Sanity-Check #2: User Monitor Kernel Interrupts

  1. Step - list unwanted interrupts source by monitoring the number of interrupts that occur on a CPU with the following command :

    $ watch -n 0.1 cat /proc/interrupts
    

    Expected outcome This command polls the processor every 100 milliseconds and displays interrupt counts. Ideally, isolated CPUs 1, 2, and 3 should not show any interrupt counts incrementing. In practice, the Linux “Local timer interrupt” may still be occurring, but properly prioritized workloads should not be impacted.

Sanity-Check #3: Determine CPU LLC Cache Allocation preset

Note

If target system’s CPU supports CAT, it can greatly help to reduce the worst case jitter. Please see section Cache Allocation Technology for description and usage.

**Entries from an annotation dataset**
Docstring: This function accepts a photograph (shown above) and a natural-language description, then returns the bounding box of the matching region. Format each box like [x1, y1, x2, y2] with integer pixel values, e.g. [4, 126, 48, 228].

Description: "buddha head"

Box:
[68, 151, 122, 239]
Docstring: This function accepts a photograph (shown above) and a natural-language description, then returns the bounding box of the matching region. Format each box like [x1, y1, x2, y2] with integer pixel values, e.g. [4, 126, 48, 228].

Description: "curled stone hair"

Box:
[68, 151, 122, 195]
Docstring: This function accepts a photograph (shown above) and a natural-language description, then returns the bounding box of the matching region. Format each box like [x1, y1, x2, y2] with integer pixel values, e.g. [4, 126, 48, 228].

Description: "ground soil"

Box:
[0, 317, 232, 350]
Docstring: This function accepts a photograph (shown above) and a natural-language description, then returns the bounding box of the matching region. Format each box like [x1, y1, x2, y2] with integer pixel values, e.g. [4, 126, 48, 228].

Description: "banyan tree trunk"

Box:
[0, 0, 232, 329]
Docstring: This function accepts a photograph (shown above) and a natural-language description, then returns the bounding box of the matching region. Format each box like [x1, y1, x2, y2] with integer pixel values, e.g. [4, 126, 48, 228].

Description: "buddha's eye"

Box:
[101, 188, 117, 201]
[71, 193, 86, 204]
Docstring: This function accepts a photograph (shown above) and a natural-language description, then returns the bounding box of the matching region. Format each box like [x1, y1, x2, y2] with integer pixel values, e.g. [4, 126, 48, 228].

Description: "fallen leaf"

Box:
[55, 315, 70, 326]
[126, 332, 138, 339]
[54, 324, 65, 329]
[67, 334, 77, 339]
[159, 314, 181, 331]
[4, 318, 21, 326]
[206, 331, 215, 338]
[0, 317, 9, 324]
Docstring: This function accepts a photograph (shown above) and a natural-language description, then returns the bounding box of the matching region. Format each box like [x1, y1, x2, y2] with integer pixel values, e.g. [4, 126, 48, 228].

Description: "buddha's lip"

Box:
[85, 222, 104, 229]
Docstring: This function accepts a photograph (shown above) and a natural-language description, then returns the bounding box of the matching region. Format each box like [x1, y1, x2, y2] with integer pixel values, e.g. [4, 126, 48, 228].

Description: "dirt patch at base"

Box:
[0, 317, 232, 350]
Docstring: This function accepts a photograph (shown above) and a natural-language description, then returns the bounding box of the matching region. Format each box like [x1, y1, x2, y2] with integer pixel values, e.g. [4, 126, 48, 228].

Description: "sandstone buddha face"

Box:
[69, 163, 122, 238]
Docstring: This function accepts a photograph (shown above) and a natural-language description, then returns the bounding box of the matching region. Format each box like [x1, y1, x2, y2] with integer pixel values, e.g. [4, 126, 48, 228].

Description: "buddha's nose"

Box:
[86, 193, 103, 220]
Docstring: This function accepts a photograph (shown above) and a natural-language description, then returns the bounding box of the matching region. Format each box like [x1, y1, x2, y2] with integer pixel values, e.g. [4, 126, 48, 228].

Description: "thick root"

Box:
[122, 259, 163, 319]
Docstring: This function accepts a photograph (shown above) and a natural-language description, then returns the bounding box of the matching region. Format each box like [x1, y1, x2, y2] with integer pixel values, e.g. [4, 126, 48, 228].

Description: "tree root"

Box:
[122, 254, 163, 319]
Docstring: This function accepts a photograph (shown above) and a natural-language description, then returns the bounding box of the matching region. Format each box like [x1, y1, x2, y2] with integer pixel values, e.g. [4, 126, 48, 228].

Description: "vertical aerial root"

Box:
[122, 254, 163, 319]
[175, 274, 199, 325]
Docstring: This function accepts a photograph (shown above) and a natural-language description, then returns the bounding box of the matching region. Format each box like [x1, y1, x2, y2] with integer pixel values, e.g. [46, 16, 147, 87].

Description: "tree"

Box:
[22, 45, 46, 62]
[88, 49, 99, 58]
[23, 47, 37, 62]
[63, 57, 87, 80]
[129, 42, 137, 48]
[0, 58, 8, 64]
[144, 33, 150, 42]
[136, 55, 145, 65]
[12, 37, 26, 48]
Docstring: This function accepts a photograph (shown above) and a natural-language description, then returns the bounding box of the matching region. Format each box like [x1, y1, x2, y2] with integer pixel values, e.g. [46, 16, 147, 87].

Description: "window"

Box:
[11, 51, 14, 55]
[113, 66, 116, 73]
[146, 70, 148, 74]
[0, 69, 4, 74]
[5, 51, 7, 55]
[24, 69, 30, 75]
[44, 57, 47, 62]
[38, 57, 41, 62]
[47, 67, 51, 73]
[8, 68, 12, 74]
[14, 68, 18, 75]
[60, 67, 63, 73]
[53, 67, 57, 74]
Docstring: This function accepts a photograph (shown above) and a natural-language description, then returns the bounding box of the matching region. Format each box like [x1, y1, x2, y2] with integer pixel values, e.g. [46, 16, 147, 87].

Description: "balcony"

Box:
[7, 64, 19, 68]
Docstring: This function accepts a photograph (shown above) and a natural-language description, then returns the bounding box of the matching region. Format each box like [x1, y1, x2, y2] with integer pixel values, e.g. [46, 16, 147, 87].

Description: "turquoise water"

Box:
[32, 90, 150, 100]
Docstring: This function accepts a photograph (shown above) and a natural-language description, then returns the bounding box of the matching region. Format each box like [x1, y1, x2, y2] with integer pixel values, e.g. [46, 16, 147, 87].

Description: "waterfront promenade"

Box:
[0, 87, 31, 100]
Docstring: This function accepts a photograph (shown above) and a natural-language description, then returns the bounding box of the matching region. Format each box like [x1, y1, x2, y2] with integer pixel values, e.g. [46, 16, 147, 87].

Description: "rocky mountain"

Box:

**EXERCISE BRIEF**
From the text above on monitoring CPU interrupts, extract the passage starting with "Sanity-Check #2: User" and going on through "description and usage.".

**TASK ANSWER**
Sanity-Check #2: User Monitor Kernel Interrupts

  1. Step - list unwanted interrupts source by monitoring the number of interrupts that occur on a CPU with the following command :

    $ watch -n 0.1 cat /proc/interrupts
    

    Expected outcome This command polls the processor every 100 milliseconds and displays interrupt counts. Ideally, isolated CPUs 1, 2, and 3 should not show any interrupt counts incrementing. In practice, the Linux “Local timer interrupt” may still be occurring, but properly prioritized workloads should not be impacted.

Sanity-Check #3: Determine CPU LLC Cache Allocation preset

Note

If target system’s CPU supports CAT, it can greatly help to reduce the worst case jitter. Please see section Cache Allocation Technology for description and usage.